#### Dataset entries
• • • •

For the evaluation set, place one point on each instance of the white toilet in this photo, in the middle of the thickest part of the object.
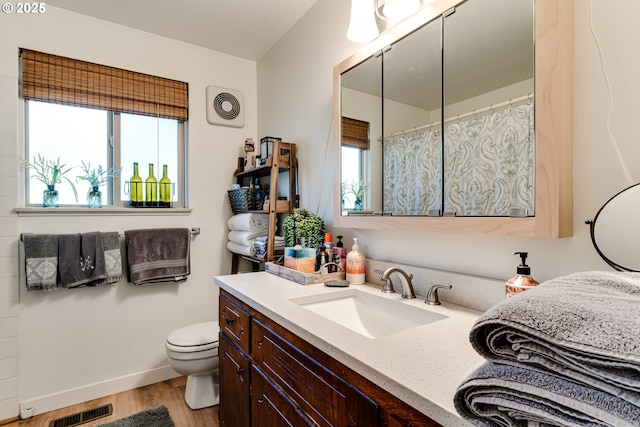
(193, 351)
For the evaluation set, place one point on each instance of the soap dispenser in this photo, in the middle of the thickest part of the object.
(522, 280)
(355, 265)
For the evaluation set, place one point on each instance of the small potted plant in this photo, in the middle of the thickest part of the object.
(50, 173)
(304, 227)
(96, 177)
(357, 189)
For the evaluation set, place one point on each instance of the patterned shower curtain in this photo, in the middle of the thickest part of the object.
(412, 173)
(488, 166)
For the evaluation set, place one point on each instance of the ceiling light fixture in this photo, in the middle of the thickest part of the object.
(362, 25)
(396, 10)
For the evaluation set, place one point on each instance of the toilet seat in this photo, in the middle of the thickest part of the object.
(194, 338)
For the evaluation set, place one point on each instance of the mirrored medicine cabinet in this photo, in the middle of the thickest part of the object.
(460, 120)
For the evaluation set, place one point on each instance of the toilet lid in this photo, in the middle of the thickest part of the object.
(199, 334)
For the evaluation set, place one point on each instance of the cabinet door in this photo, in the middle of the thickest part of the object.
(409, 418)
(234, 385)
(234, 322)
(270, 407)
(320, 394)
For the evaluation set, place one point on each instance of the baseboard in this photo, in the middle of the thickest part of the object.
(65, 398)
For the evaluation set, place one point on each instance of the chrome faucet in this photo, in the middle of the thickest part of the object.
(405, 280)
(432, 295)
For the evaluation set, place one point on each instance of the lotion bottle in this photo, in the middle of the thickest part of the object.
(355, 265)
(522, 280)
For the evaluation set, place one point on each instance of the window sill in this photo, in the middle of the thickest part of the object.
(105, 210)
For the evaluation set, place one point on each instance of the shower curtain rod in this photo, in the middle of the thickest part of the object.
(463, 115)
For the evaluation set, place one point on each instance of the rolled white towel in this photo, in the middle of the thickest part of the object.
(246, 237)
(241, 249)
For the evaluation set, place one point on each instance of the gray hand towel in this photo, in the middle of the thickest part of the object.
(158, 255)
(81, 259)
(584, 326)
(112, 256)
(41, 261)
(503, 395)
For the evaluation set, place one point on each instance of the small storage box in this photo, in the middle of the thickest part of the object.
(239, 199)
(300, 277)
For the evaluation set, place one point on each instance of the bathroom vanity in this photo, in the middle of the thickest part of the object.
(283, 359)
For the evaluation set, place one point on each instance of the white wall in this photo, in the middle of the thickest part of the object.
(295, 101)
(73, 345)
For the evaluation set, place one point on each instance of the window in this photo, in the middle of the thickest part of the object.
(355, 145)
(84, 112)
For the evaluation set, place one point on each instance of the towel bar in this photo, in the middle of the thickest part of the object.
(194, 232)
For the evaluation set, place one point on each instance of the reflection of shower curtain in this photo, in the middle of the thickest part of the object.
(489, 163)
(412, 173)
(489, 166)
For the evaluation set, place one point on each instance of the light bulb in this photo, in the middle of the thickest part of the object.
(362, 26)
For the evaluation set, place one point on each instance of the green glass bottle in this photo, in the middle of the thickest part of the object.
(151, 189)
(165, 189)
(135, 190)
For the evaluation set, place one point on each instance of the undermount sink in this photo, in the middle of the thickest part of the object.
(371, 315)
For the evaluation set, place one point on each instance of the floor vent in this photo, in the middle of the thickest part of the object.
(83, 417)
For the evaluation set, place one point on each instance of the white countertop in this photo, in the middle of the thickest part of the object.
(422, 366)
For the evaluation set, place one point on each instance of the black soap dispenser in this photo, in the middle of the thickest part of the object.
(522, 280)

• • • •

#### Given instruction
Repeat only the lines running from the line that contains "of the bathroom" through the last line above, inclusive.

#### Exercise answer
For the evaluation set, place one point on each instance of the bathroom vanity in this photo, in the middle of the thickest part of the object.
(283, 359)
For the evaluation set, place one point on each instance of the white wall in this photo, in the middle of the thickest part of the object.
(295, 101)
(73, 345)
For the evaluation set, place one point on each instance of the window in this photo, in the middle of the thickest part of the object.
(355, 145)
(84, 112)
For the evaluation set, place one point on each instance of the towel bar in this photo, in the middle of the thickest part of the object.
(194, 232)
For the evaluation set, place one point on each instance of the reflection of shower curtain in this photo, in the middle of the thickest part of the object.
(489, 163)
(412, 173)
(489, 166)
For the evaluation set, place one point on each instance of the light bulb in this photo, in the middle of the thickest part of the object.
(362, 26)
For the evaluation set, place one point on each instance of the green glass bottle in this photo, in the middle of the thickest part of the object.
(151, 189)
(165, 189)
(135, 190)
For the evaluation set, place one point on each instance of the undermount sink in this photo, in the middle of the thickest part of the object.
(371, 315)
For the evaluation set, place one point on each instance of the floor vent in this photo, in the middle of the thickest part of the object.
(83, 417)
For the evaluation set, place one point on each instance of the white countertop in this photo, in the middle of the thickest part of the object.
(422, 366)
For the evaluation set, place one point on each instance of the black soap dispenser in this photo, in the middle of the thickest part of the object.
(522, 280)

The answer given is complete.